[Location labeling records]
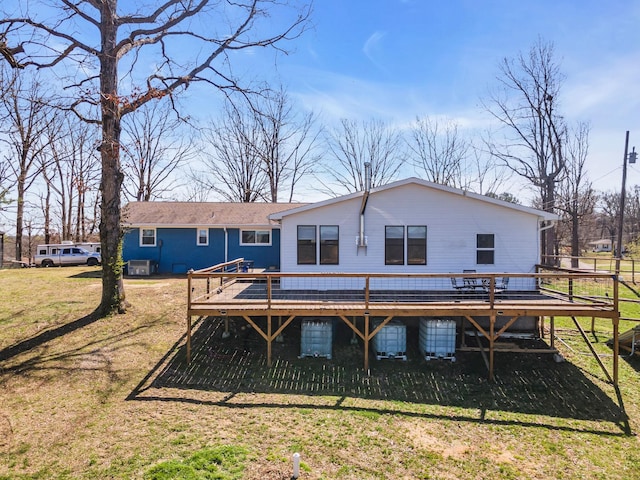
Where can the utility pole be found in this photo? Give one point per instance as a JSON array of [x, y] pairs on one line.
[[632, 159]]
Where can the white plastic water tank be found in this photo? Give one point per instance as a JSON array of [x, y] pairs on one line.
[[316, 338], [437, 338], [391, 340]]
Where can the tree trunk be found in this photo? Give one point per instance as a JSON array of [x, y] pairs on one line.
[[47, 215], [19, 218], [575, 240], [113, 297]]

▸ What needs to be done
Rewrite the records, from the beginning through the line containing "[[632, 159]]", inclusive, as a two-column CSV with the headers input and output and one row per record. Put each value in a single quoted field with line breaks replaced by spaces, and leave out the pictures.

▸ Exercise solution
input,output
"Where can the utility pole be found in this photo? Give one point per instance as a JSON array of [x, y] pairs on one line.","[[632, 159]]"